ブログにはごっこ遊びの素晴らしさを複数回に分けて書いています。
今回はそれと関連して、ごっこ遊びの中で必ず出てくる「見立てる」という行為について考えていきたいと思います。
おままごとで遊ぶためには、必要なものを準備しないといけません。
例えばお料理のシーン。
作りたい料理に、そこにある具材のおもちゃだけでは足りないことがあります。
焼きそばを作ろう!
と思ったのはいいけれど、具材のおもちゃはにんじんや玉ねぎしかない。
そこで子ども達はどうするか。
縄跳びを麺に「見立てて」みたり、茶色いブロックをお肉に「見立てて」みたり。
この見立てると言う行動には想像力が必要です。
ごっこ遊びでは「本物」を使いません。
「偽物」もしくは「見立てたもの」を本物のようにイメージして使う必要があります。
そうした経験を積む中で、想像力が伸びていきます。
だからといってリアルなものを全く置かないと言うのは、また良くなくて
2~3歳ころはイメージそのものがはっきりしていないので、上手に見立てたり製作したりすることは難しいようです。
なので、ある程度リアルなもの、わかりやすいものを準備したり、大人が見立ててあげるなどの援助が効果的です。
スパーク西京極に通う子ども達もごっこ遊びが大好きです。
1人1人の段階を見極めながら、ごっこ遊びを行い、子ども達と関わっています。
もちろんごっこ遊び以外も!
前回のブログからの続きで、しばらくは子ども達のごっこ遊びについて深堀していきます。
ごっこ遊びが始まるのは1歳ころからと言われます。
基礎的なイメージの力が芽生えてくるのが1歳半頃ですから、それと同じか少し後にごっこ遊びが出現するようです。
初期のごっこ遊びは、まだ他者と複雑な関わりがあるという感じではありません。
おままごとなどで想像されるごっこ遊びはもっと後です。
その基礎となる遊びがこの頃から始まります。

• エントリ一覧:
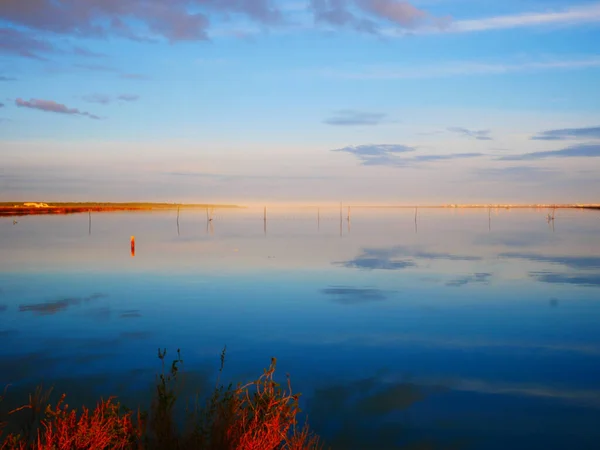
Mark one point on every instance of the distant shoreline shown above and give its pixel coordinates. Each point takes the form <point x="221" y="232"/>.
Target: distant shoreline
<point x="33" y="208"/>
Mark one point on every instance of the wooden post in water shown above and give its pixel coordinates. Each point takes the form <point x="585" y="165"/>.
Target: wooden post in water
<point x="340" y="219"/>
<point x="318" y="218"/>
<point x="416" y="210"/>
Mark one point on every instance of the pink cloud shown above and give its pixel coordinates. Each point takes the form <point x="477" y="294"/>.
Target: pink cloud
<point x="174" y="20"/>
<point x="400" y="12"/>
<point x="52" y="106"/>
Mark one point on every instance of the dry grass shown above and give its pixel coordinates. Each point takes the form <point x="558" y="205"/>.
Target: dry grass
<point x="260" y="415"/>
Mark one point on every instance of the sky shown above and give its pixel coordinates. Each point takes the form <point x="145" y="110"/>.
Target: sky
<point x="292" y="101"/>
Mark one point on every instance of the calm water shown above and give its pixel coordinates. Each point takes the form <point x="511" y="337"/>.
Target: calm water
<point x="464" y="331"/>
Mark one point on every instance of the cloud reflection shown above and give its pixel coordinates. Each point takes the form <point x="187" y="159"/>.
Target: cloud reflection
<point x="575" y="262"/>
<point x="590" y="280"/>
<point x="346" y="295"/>
<point x="397" y="258"/>
<point x="48" y="308"/>
<point x="469" y="279"/>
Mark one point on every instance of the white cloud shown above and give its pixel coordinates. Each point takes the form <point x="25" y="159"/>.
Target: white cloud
<point x="571" y="16"/>
<point x="463" y="68"/>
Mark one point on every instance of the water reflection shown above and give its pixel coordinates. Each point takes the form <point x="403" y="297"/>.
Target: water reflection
<point x="351" y="295"/>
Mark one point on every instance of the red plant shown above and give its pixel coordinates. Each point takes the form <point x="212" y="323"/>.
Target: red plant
<point x="103" y="428"/>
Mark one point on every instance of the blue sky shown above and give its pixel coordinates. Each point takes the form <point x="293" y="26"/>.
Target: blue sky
<point x="380" y="101"/>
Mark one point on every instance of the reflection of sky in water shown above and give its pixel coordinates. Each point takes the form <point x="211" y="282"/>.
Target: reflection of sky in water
<point x="461" y="333"/>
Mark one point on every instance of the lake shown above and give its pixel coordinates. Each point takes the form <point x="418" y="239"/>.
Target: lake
<point x="460" y="328"/>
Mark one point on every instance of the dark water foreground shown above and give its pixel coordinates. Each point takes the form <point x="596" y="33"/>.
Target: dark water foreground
<point x="457" y="330"/>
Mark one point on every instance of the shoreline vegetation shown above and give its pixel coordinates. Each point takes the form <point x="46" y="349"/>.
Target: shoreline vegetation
<point x="260" y="415"/>
<point x="38" y="208"/>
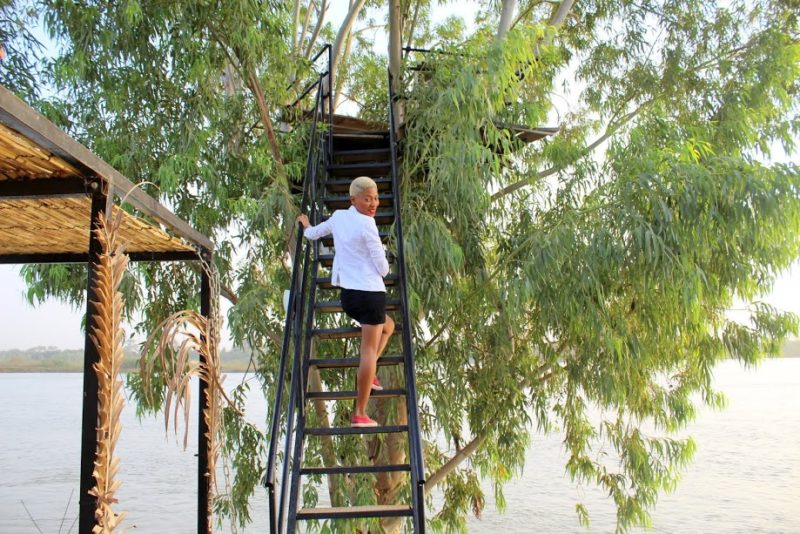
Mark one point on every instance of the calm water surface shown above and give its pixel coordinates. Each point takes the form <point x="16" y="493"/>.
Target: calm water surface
<point x="745" y="477"/>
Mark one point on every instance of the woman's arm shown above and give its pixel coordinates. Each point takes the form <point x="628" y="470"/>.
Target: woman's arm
<point x="377" y="254"/>
<point x="314" y="232"/>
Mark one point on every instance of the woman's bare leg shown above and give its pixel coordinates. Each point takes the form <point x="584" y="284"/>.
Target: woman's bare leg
<point x="370" y="340"/>
<point x="388" y="329"/>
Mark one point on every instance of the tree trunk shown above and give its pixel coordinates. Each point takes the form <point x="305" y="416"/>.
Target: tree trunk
<point x="263" y="110"/>
<point x="506" y="17"/>
<point x="395" y="59"/>
<point x="344" y="31"/>
<point x="335" y="489"/>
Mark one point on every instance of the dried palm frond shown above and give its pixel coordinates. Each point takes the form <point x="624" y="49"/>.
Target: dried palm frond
<point x="108" y="337"/>
<point x="169" y="351"/>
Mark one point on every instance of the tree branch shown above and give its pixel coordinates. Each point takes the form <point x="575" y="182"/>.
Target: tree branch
<point x="610" y="130"/>
<point x="454" y="462"/>
<point x="320" y="20"/>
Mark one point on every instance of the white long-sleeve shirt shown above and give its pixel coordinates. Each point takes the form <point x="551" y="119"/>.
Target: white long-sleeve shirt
<point x="360" y="260"/>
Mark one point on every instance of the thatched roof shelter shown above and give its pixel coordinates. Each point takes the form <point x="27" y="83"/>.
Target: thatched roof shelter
<point x="53" y="193"/>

• 課題一覧:
1. ごっこ遊びについての提示文によると、2〜3歳ころの子どもには、なぜある程度リアルなものを準備したり大人が見立ててあげたりする援助が効果的なのですか。
2. ごっこ遊びについての提示文のうち、「そうした経験を積む中で、想像力が伸びていきます。」で始まり「っこ遊びが出現するようです。」まで続く部分を、「子ども達」を「子どもたち」に置き換えて書き直してもらえますか。
3. ごっこ遊びについての提示文を、最後の文に続けて書き進めてもらえますか。

• 解答一覧:
1. 2〜3歳ころはイメージそのものがまだはっきりしていないため、上手に見立てたり製作したりすることが難しいからです。そのため、ある程度リアルでわかりやすいものを用意したり、大人が見立ててあげたりする援助が効果的だとされています。

2.
そうした経験を積む中で、想像力が伸びていきます。
だからといってリアルなものを全く置かないと言うのは、また良くなくて
2~3歳ころはイメージそのものがはっきりしていないので、上手に見立てたり製作したりすることは難しいようです。
なので、ある程度リアルなもの、わかりやすいものを準備したり、大人が見立ててあげるなどの援助が効果的です。
スパーク西京極に通う子どもたちもごっこ遊びが大好きです。
1人1人の段階を見極めながら、ごっこ遊びを行い、子どもたちと関わっています。
もちろんごっこ遊び以外も!
前回のブログからの続きで、しばらくは子どもたちのごっこ遊びについて深堀していきます。
ごっこ遊びが始まるのは1歳ころからと言われます。
基礎的なイメージの力が芽生えてくるのが1歳半頃ですから、それと同じか少し後にごっこ遊びが出現するようです。

3.
初期のごっこ遊びは「ごっこ遊び」というよりは「模倣遊び」「再現遊び」と言ったほうが正確かもしれません。
日常生活で印象に残っている事柄をイメージし、それを真似する感じで遊びます。
例)
・洗濯ものを干すふりをする→母親が家事をする姿の模倣
・コップに砂を入れて飲むふりをする→ご飯の時の再現
などなど、特に大人の様子をよく見ながら、遊びの中でそれを表現します。
これが初期のごっこ遊びです。
まだまだ「なりきっている」とか「役割」とかそういうのはありません。
お母さんになりきって洗濯ものを干しているのではなく、洗濯物を干すお母さんを真似ているような感じです。
その場に他の子や大人がいても「一緒にしている」という感覚もまだまだ少ないです。
なので、この時期の関わり方としては、役割等を設定してあげるというよりは「反応」を大切にしてあげることが必要です。
1歳の子どもが、お皿に砂を入れて食べるふりをしていたとします。
もしくは、大人の私たちにそのお皿を差し出してきたとします。
あくまでもまだまだ再現をしている頃ですから、大人の私たちが「あ、これはご飯だな」とくみとってあげて、
「いただきまーす!」「ぱくぱくぱく」と言って食べるふりをして、再現の世界を充実させてあげます。
まだまだそこから大きく遊びを膨らませることは難しいので、子どもたちは再び繰り返したり、自分も「いただきます」の真似をしたりします。
2歳頃になるとかなりイメージの力も発達してきますし、言葉も増えてきます。
ただ、まだまだお友達とイメージをしっかり共有し合うことは難しいので、
噛みあっているような噛み合っていないような感じになります。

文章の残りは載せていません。